- **Provided text**
== == ==
How to Care for a Lawn in Minnesota

By J.W. Carpenter , last updated January 6, 2012

As virtually all Minnesota lawns use cool season turf grasses, proper maintenance is required to ensure long-term health. Proper maintenance typically includes watering, mowing, and fertilization.

A variety of cool season grasses are used in Minnesota, with common types of Kentucky bluegrasses and fine-leaved fescues leading the way. Less used varieties include perennial ryegrass and the newer types of Kentucky bluegrass. Maintenance requirements can vary somewhat depending on what type of grass you have in your lawn. For example, ryegrasses tend to have somewhat greater water requirements than the relatively drought-tolerant common bluegrasses. However, no matter what type of grass you are using in your Minnesota lawn, the essential requirements remain the same.
== == ==
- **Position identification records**
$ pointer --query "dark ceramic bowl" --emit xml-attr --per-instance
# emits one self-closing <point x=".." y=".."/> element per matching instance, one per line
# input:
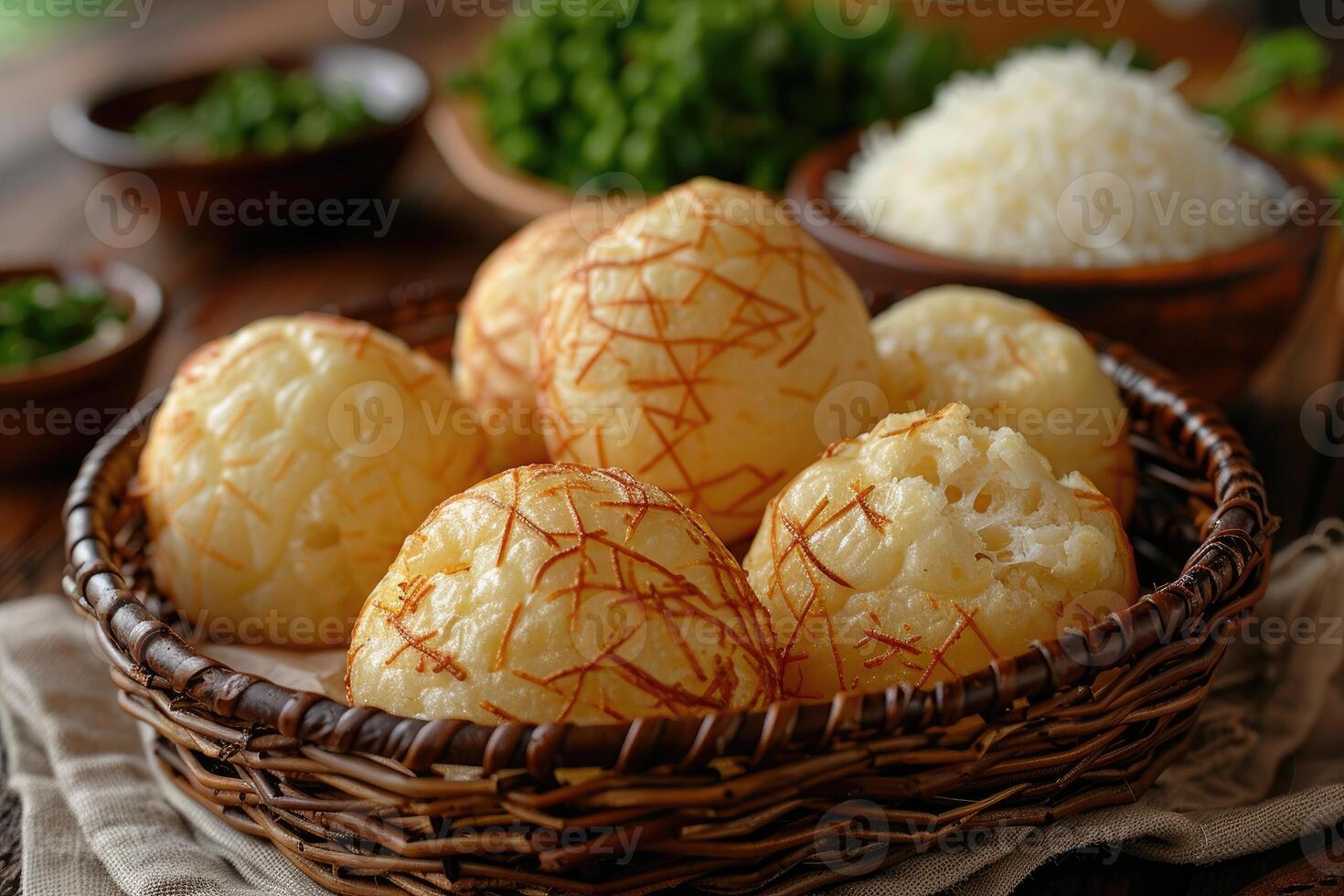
<point x="1214" y="318"/>
<point x="54" y="409"/>
<point x="394" y="89"/>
== == ==
- **Aim 1**
Recast the paragraph of the lawn care text that begins "A variety of cool season grasses" as a short bulleted list, keeping its main facts.
- **Aim 2**
According to the lawn care text, what does proper maintenance typically include?
- **Aim 3**
Resume the Minnesota lawn care text after its final sentence.
The rows are not needed for this work.

- **Exercise answer 1**
- Minnesota lawns use a variety of cool season grasses, led by common Kentucky bluegrasses and fine-leaved fescues.
- Perennial ryegrass and newer types of Kentucky bluegrass are used less.
- Maintenance needs vary somewhat by grass type. For example, ryegrasses tend to need more water than the relatively drought-tolerant common bluegrasses.
- Whatever the grass, the essential requirements stay the same.

- **Exercise answer 2**
Watering, mowing, and fertilization.

- **Exercise answer 3**
Watering

In average-weather years, the Minnesota climate provides sufficient water to maintain a healthy lawn through most months. According to the University of Minnesota, the Minneapolis/St. Paul area receives more than enough rainfall, on average, during the spring and fall growing season. During the summer months from June to September, however, some supplemental watering is required.

Minnesota lawns use an average of four to six inches of water each month during the summer. To determine supplemental watering requirements, you need only subtract the actual rainfall from the monthly total and make up the rest through irrigation. This, of course, need not be an exact science. It is an excellent rule of thumb, however. For example, if your city receives 2 inches of rain during an average July, you should plan to water your lawn about an inch every week, subject to adjustment as the weather changes.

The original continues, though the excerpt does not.